Return every line of the material below verbatim, in the same order.
+ + + + + + +
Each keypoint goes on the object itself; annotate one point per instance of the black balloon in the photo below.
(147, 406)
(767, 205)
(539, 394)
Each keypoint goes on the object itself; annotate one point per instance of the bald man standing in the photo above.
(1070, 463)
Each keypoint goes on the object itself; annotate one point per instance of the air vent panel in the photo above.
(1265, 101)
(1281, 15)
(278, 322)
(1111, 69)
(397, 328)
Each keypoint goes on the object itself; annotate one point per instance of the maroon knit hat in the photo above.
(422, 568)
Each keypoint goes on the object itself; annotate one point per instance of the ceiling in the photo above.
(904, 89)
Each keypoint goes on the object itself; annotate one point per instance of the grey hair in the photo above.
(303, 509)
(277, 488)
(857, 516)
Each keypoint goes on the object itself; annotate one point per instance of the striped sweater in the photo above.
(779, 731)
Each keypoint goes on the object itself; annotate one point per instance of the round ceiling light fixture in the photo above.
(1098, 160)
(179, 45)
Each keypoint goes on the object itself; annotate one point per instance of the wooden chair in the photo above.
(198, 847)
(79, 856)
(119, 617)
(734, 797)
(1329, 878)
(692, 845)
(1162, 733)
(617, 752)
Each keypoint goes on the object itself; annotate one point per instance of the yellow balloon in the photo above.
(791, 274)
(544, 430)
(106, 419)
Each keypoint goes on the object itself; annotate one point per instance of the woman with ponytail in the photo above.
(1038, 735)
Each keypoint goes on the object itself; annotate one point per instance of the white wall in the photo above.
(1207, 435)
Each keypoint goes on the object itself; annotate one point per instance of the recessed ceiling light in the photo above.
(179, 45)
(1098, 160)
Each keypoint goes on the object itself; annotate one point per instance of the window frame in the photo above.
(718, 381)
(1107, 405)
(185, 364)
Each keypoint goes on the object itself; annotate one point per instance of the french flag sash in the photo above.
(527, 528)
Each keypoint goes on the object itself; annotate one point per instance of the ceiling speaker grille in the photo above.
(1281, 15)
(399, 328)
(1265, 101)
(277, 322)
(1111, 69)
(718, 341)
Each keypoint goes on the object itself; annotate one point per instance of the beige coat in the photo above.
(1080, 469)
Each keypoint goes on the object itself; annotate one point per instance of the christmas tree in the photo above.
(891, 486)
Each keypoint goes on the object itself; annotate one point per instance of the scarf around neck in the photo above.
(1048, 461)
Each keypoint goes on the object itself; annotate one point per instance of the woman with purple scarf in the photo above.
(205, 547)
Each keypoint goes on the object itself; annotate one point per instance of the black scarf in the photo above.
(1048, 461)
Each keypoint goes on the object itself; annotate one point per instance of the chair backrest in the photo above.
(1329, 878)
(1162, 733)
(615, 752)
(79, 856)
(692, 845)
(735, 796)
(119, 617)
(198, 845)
+ + + + + + +
(Correct answer):
Each keypoint goes on the object itself; annotate one point per instance of the black balloon in the photo below.
(147, 406)
(767, 205)
(539, 394)
Each keypoint goes on the object itself; annotate one point per instance of the bald man standing in the photo above.
(1070, 463)
Each keypoint goes on the object itself; annotate one point per instance of the air vent panel in the photo above.
(1265, 101)
(1281, 15)
(278, 322)
(1111, 69)
(397, 328)
Each keypoint goes on the object itself; annotate one point per instance of the maroon knit hat in the photo above.
(422, 568)
Each keypoint goes on the object itself; annotate one point per instance of the ceiling in the photo above.
(904, 89)
Each keypoint goes on the object itself; annotate one point per instance of the grey hair in the photo above.
(303, 509)
(277, 488)
(857, 516)
Each keypoint goes on the object itself; annotate one point per instance of the striped sweater in the photo above.
(779, 731)
Each keypoint goes on the object itself; annotate one point per instance of the round ceiling light fixture in the photo above.
(1098, 160)
(179, 45)
Each keypoint goes on the object itself; annotate one point per instance of the wooden chair in the photo above.
(198, 847)
(79, 856)
(119, 617)
(734, 797)
(1329, 878)
(692, 845)
(1162, 733)
(617, 752)
Each keypoint goes on the object itself; annotate one point per instance of the yellow balloon in the photo above.
(791, 274)
(544, 430)
(106, 419)
Each keypoint goes on the object itself; annotate one point per instance of the woman with ponytail in the photo above.
(1038, 735)
Each keypoint goes on the object itself; annotate one point per instance of the white wall in the photo above.
(1207, 435)
Each keypoint goes on the object itself; annotate one point per instance of the recessed ceiling light in the photo above.
(179, 45)
(1098, 160)
Each keypoint goes on the object itself; annotate one point per instance of the window frame in the photo above.
(718, 381)
(1107, 405)
(185, 364)
Each keypoint goes on the object itself; annotate one point per instance of the french flag sash in the photo above.
(527, 528)
Each keypoint goes on the object itself; annotate one point per instance of the ceiling speaker grille in the photo above.
(1281, 15)
(399, 328)
(1265, 101)
(277, 322)
(1111, 69)
(718, 341)
Each keypoint goes on the object itself; annotate one point per instance of the beige coat in the photo above.
(1080, 469)
Each keypoint goes on the object itself; annotate one point per instance of the christmas tree in the photo above.
(891, 486)
Each keypoint goes on the object itself; annotate one point per instance of the scarf around neck in the photo above.
(1048, 461)
Each keypoint goes on the object itself; annotate one point per instance of the woman with purple scarf in the photo above.
(205, 547)
Each keypoint goes on the object itself; annotate one point per instance of the black scarf in the photo above.
(1048, 461)
Each keypoint goes on the object itself; annotate one point per instance of the chair backrest in the photo above.
(1329, 878)
(1162, 733)
(615, 752)
(79, 856)
(692, 845)
(735, 796)
(119, 617)
(198, 845)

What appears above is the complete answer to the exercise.